--- MATERIAL PROVIDED Enclosed Below ---

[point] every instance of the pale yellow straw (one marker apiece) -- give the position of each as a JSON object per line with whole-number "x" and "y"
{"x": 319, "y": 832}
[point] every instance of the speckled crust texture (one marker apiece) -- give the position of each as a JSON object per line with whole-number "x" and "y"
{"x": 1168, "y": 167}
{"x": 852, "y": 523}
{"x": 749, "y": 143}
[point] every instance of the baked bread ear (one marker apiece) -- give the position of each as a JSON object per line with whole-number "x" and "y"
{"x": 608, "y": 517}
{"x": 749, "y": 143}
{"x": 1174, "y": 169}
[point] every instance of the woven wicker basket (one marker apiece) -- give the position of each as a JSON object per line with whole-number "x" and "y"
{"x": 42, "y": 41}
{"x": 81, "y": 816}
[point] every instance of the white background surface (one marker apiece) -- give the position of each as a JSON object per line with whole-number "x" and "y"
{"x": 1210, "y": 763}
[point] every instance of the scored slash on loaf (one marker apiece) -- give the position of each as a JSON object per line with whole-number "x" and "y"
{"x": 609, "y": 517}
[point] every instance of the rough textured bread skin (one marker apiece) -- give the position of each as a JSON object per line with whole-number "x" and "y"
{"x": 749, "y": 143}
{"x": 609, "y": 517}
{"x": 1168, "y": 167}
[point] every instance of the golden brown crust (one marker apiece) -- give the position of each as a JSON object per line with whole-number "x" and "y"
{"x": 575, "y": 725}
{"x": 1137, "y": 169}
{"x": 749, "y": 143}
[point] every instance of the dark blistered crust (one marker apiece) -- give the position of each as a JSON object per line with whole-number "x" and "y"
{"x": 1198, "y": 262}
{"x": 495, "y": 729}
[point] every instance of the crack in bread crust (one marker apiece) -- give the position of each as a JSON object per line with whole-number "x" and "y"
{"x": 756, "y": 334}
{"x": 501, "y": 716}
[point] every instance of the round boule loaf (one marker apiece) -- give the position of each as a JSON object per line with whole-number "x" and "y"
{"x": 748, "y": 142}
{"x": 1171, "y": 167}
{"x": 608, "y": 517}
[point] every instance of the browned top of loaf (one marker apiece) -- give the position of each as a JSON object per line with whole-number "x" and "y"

--- End of Enclosed MATERIAL PROVIDED ---
--- MATERIAL PROVIDED Enclosed Below ---

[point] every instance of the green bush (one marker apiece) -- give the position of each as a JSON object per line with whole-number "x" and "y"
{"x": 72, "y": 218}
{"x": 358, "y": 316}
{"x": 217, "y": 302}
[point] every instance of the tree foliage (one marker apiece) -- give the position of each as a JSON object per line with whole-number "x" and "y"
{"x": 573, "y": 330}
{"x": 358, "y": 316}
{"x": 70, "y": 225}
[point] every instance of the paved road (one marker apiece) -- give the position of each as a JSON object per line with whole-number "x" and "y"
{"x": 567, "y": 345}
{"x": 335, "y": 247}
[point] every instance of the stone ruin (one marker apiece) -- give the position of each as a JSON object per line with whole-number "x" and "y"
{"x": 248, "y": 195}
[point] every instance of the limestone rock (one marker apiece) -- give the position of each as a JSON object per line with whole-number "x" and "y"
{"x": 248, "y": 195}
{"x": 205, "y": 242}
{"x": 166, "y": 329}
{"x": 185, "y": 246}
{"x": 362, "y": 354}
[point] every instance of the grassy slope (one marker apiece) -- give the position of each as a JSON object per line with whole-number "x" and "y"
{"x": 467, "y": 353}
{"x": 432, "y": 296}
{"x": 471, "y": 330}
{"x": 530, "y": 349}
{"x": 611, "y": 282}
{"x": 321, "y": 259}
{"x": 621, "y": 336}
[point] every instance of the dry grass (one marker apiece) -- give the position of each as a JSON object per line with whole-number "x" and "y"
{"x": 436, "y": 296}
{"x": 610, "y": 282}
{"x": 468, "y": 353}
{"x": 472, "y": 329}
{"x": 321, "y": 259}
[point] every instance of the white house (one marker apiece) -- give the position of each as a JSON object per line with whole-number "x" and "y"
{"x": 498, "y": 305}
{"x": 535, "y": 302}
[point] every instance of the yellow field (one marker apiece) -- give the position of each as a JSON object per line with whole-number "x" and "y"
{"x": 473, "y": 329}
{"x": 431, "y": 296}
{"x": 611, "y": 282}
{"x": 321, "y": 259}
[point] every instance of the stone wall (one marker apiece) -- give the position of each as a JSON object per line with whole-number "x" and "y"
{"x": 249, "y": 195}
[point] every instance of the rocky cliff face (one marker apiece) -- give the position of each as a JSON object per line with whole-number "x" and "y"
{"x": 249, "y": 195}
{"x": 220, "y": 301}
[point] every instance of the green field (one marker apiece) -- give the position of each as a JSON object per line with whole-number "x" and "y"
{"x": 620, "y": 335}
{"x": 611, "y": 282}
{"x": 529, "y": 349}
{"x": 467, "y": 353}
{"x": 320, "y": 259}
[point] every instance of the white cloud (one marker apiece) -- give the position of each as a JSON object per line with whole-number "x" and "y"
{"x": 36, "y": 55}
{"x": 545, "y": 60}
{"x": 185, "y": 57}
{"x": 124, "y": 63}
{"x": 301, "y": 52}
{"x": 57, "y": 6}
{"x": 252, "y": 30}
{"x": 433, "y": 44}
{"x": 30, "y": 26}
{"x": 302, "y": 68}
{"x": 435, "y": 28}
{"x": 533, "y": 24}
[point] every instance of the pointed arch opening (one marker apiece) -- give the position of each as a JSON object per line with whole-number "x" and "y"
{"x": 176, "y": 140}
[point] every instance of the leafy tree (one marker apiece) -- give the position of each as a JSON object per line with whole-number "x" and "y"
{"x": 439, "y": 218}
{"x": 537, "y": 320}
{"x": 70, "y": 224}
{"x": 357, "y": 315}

--- End of Enclosed MATERIAL PROVIDED ---

Retype only the stretch of lines above starting at the one with "[point] every instance of the round" and stopping at the one with "[point] every instance of the browned", exactly as written, with both kept.

[point] every instance of the round boule loaf (one marker apiece) -- give the position of each as a JSON object per line with whole-number "x" and "y"
{"x": 748, "y": 142}
{"x": 1171, "y": 167}
{"x": 608, "y": 517}
[point] every instance of the browned top of loaf (one marker apiece) -- give the position of each as a JSON object per line with whole-number "x" and "y"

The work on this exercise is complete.